## Instruction
Please extract every line from the rows below that contains the word "paper".

## Input rows
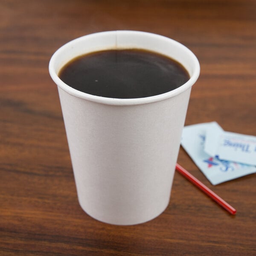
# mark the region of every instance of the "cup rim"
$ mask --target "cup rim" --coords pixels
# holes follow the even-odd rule
[[[173,90],[169,91],[166,93],[151,96],[150,97],[145,97],[143,98],[137,98],[133,99],[118,99],[115,98],[108,98],[106,97],[102,97],[101,96],[97,96],[90,94],[86,93],[81,92],[79,90],[75,89],[68,84],[63,82],[58,76],[58,74],[55,70],[55,64],[58,55],[61,54],[63,51],[67,49],[70,46],[75,44],[79,41],[82,41],[86,40],[87,38],[89,37],[94,36],[95,35],[98,35],[101,34],[110,34],[114,33],[116,34],[118,33],[130,33],[130,34],[140,34],[141,35],[144,35],[148,36],[151,36],[154,38],[157,38],[159,40],[165,40],[169,41],[173,44],[176,45],[177,47],[182,48],[184,51],[186,52],[186,54],[189,56],[189,58],[192,60],[193,65],[193,72],[192,75],[191,76],[190,79],[185,84]],[[147,49],[146,47],[145,48]],[[163,54],[163,53],[161,53]],[[75,58],[76,56],[74,56],[70,59]],[[171,57],[171,56],[169,56]],[[62,65],[62,67],[64,65]],[[186,67],[184,67],[186,69]],[[172,98],[181,93],[186,90],[187,89],[190,88],[195,82],[197,80],[200,73],[200,67],[199,61],[195,55],[195,54],[187,47],[180,44],[180,43],[174,40],[171,38],[166,37],[154,34],[148,32],[144,32],[142,31],[136,31],[132,30],[116,30],[113,31],[106,31],[104,32],[99,32],[84,35],[78,38],[73,39],[68,43],[61,47],[57,49],[53,54],[49,62],[49,70],[50,76],[52,79],[58,85],[58,87],[64,90],[67,93],[74,96],[83,99],[89,100],[99,103],[102,103],[109,105],[136,105],[149,103],[158,101],[163,100],[169,98]]]

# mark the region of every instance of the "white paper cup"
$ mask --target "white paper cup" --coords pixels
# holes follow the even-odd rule
[[[81,92],[58,76],[61,68],[77,56],[134,48],[177,61],[190,79],[160,95],[119,99]],[[141,223],[159,215],[169,202],[191,88],[199,74],[195,56],[162,36],[111,31],[66,44],[52,55],[49,70],[58,85],[82,208],[95,219],[117,225]]]

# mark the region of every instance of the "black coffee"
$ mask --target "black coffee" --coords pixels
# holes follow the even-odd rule
[[[158,53],[138,49],[104,50],[76,58],[58,76],[82,92],[119,99],[157,95],[189,79],[179,63]]]

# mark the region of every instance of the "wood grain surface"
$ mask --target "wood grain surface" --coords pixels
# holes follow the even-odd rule
[[[0,0],[0,255],[255,255],[255,175],[213,186],[181,148],[178,162],[237,210],[232,216],[179,173],[169,204],[146,223],[102,223],[79,206],[53,53],[116,29],[180,42],[198,56],[186,125],[216,121],[256,135],[256,1]]]

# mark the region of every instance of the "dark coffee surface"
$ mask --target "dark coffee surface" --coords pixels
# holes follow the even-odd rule
[[[66,84],[82,92],[119,99],[161,94],[189,79],[187,71],[174,60],[138,49],[81,55],[66,64],[58,76]]]

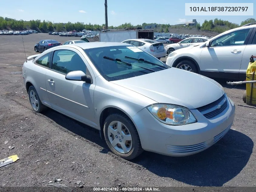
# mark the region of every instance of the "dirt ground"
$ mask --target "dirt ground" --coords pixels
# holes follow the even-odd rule
[[[21,74],[22,37],[0,36],[0,159],[15,154],[20,158],[0,168],[0,187],[45,186],[57,179],[71,187],[78,186],[78,181],[109,187],[256,186],[256,107],[242,101],[245,86],[218,80],[236,108],[231,129],[216,144],[189,157],[145,152],[128,161],[109,151],[96,130],[50,109],[33,112]],[[40,40],[63,43],[80,38],[42,34],[23,37],[27,57],[35,54],[34,45]]]

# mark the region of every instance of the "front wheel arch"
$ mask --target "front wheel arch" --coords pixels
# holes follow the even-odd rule
[[[197,63],[197,62],[194,59],[190,57],[182,57],[178,58],[173,63],[172,66],[173,67],[176,67],[179,63],[184,60],[188,60],[193,62],[197,68],[197,71],[198,72],[198,74],[200,74],[200,75],[201,74],[201,70],[200,69],[200,67],[199,66],[199,65],[198,65],[198,63]]]

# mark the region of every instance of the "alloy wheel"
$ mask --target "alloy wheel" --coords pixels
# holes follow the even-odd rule
[[[111,122],[108,128],[108,136],[113,147],[122,153],[127,153],[131,149],[132,139],[127,127],[118,121]]]
[[[35,93],[33,90],[30,91],[29,93],[29,98],[33,109],[35,110],[37,110],[38,107],[38,99]]]

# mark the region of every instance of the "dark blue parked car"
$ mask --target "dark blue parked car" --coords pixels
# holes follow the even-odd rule
[[[50,48],[62,45],[55,40],[42,40],[35,45],[35,52],[44,51]]]

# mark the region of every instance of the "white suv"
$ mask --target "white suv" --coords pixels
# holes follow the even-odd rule
[[[244,80],[250,58],[256,55],[256,25],[251,24],[172,52],[166,64],[210,77]]]

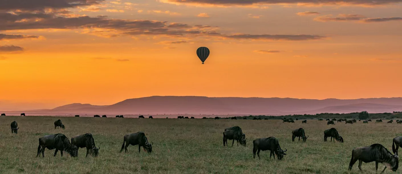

## Answer to this task
# mark the region of every instance of the "white paper cup"
$ mask --target "white paper cup" --coords pixels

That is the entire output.